**AIM OF THE TASK**.
Please rescale the listing below from the line containing "Could you spot the wet" through the end of the listing, both included, and give back only those lines, requests and all. Multiply every point coordinate in the answers by 2.15 and round to whole numbers with halves going up, and leave out the pictures.

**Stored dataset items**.
■ ■ ■ ■ ■
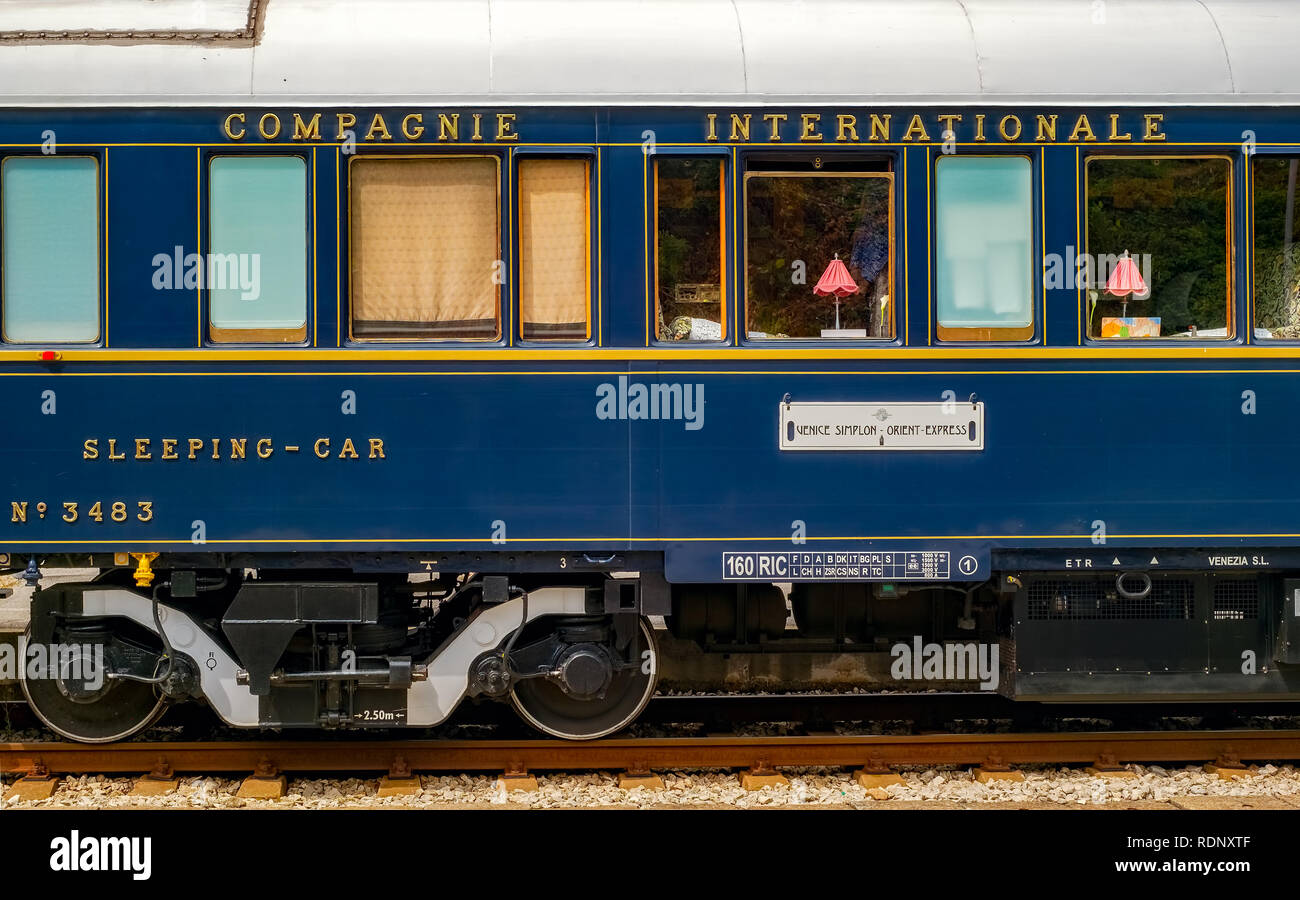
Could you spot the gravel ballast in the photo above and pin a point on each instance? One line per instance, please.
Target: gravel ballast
(807, 787)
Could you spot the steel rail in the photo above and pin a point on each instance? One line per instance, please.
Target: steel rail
(666, 753)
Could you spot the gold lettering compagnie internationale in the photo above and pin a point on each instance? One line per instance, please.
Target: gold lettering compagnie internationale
(375, 126)
(116, 449)
(928, 128)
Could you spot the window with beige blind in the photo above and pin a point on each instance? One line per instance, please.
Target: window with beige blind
(425, 242)
(554, 249)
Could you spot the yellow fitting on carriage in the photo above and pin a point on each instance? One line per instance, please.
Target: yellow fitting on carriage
(143, 571)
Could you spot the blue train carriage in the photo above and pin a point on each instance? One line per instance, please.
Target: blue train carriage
(377, 360)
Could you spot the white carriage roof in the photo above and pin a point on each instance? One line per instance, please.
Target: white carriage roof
(371, 52)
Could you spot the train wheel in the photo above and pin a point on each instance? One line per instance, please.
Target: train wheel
(567, 712)
(83, 705)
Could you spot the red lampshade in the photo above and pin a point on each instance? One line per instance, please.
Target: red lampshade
(835, 281)
(1126, 278)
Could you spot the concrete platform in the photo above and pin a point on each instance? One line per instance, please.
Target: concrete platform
(986, 775)
(263, 788)
(519, 783)
(154, 787)
(31, 788)
(399, 787)
(16, 609)
(871, 779)
(752, 780)
(1229, 773)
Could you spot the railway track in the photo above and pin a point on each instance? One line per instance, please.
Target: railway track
(871, 752)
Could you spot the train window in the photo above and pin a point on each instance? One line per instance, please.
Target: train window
(796, 225)
(984, 247)
(51, 249)
(1277, 268)
(689, 249)
(258, 236)
(554, 249)
(1160, 247)
(425, 249)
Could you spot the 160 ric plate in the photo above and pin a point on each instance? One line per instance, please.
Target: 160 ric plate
(947, 425)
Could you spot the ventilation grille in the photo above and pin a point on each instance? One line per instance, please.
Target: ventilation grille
(1236, 601)
(1088, 598)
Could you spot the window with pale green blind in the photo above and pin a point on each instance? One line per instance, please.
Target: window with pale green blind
(984, 247)
(51, 249)
(256, 273)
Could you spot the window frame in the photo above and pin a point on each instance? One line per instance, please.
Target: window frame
(346, 250)
(993, 334)
(724, 243)
(1231, 330)
(263, 336)
(514, 295)
(891, 176)
(1252, 323)
(100, 252)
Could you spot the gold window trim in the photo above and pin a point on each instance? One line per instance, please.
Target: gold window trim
(991, 333)
(722, 250)
(893, 299)
(1230, 330)
(586, 255)
(1252, 272)
(260, 334)
(354, 338)
(102, 238)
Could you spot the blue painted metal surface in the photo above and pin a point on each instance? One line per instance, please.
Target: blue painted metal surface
(1156, 448)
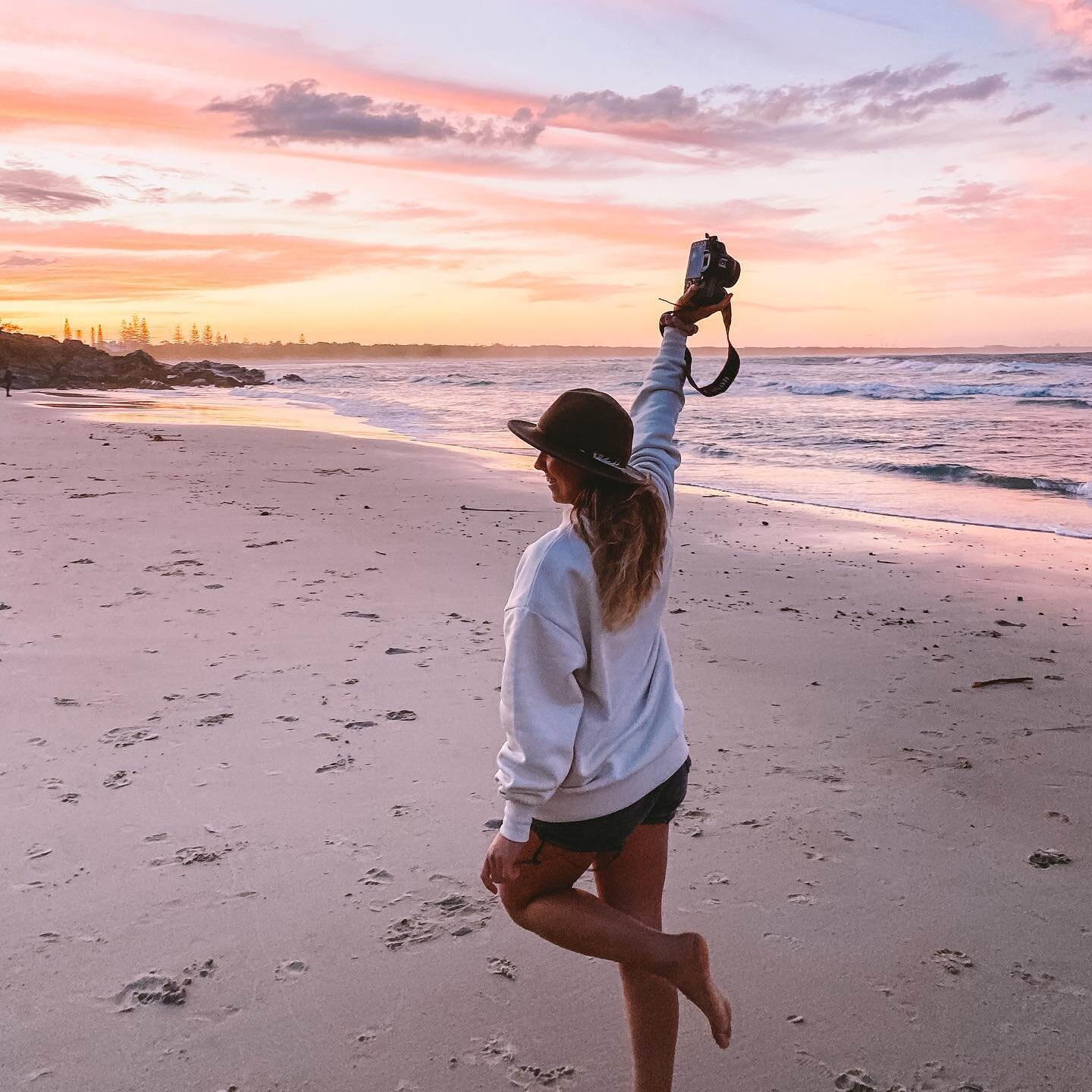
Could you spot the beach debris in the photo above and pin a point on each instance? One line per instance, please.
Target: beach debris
(1043, 858)
(374, 877)
(521, 511)
(148, 990)
(342, 762)
(951, 960)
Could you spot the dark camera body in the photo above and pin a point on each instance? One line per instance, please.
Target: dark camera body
(711, 267)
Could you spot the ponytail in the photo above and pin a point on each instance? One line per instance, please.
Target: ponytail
(626, 530)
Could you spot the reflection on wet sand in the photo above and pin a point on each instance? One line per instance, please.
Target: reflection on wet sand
(216, 409)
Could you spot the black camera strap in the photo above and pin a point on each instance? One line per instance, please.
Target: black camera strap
(723, 381)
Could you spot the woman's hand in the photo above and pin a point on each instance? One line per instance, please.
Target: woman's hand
(692, 315)
(501, 861)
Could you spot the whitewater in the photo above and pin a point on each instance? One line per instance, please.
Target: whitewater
(1003, 439)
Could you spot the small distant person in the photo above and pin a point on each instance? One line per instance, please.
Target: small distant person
(595, 762)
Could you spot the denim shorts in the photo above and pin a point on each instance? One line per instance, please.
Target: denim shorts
(608, 833)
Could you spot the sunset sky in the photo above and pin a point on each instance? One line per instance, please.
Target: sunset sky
(888, 174)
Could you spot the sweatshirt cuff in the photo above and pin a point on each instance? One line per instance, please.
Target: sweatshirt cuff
(674, 339)
(516, 824)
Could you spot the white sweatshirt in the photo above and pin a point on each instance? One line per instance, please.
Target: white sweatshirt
(592, 717)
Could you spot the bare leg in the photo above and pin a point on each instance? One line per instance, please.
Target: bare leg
(633, 883)
(541, 899)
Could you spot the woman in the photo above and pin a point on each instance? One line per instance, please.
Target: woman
(595, 762)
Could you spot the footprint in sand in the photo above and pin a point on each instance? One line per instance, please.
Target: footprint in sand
(952, 961)
(149, 988)
(454, 915)
(127, 737)
(196, 855)
(290, 971)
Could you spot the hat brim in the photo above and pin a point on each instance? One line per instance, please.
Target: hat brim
(530, 432)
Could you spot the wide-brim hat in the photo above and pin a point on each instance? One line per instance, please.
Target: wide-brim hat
(587, 428)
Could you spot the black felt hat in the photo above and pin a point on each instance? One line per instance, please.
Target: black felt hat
(587, 428)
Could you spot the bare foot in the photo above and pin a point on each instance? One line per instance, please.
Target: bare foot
(695, 981)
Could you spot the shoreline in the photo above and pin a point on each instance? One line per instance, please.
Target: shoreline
(282, 412)
(253, 675)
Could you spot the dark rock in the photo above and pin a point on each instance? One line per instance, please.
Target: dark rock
(211, 374)
(47, 362)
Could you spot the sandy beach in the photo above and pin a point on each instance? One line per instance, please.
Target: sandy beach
(249, 721)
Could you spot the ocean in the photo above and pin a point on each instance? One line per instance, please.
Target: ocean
(1002, 441)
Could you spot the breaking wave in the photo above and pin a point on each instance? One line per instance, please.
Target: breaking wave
(958, 472)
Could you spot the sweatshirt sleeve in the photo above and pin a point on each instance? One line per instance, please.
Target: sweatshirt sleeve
(655, 411)
(541, 704)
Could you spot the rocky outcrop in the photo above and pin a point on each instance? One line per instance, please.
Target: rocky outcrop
(45, 362)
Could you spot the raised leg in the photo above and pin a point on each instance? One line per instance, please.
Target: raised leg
(543, 900)
(633, 883)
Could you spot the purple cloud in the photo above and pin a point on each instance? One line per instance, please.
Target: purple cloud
(39, 190)
(300, 111)
(20, 261)
(1076, 70)
(778, 124)
(1032, 111)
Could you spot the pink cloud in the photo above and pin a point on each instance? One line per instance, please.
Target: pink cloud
(999, 241)
(111, 261)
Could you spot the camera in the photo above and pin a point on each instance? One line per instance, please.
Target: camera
(711, 267)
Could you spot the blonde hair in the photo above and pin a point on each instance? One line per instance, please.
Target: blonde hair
(626, 530)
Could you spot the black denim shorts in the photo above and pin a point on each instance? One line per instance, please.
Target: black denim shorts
(608, 833)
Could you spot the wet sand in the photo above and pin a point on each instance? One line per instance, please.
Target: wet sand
(249, 724)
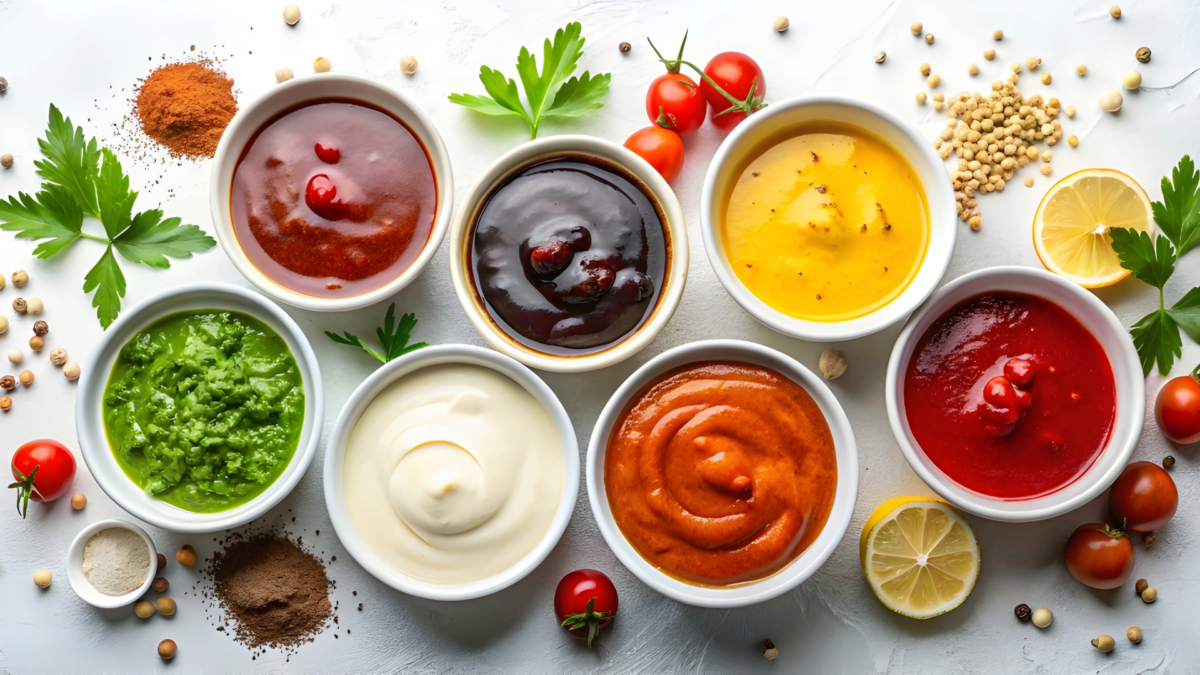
■ ■ ■ ■ ■
**SOLUTION TO THE PROBLEM**.
Could you spot the wet sand in the photo above and pin a point on each instance? One line per instance, please.
Target: wet sand
(535, 1557)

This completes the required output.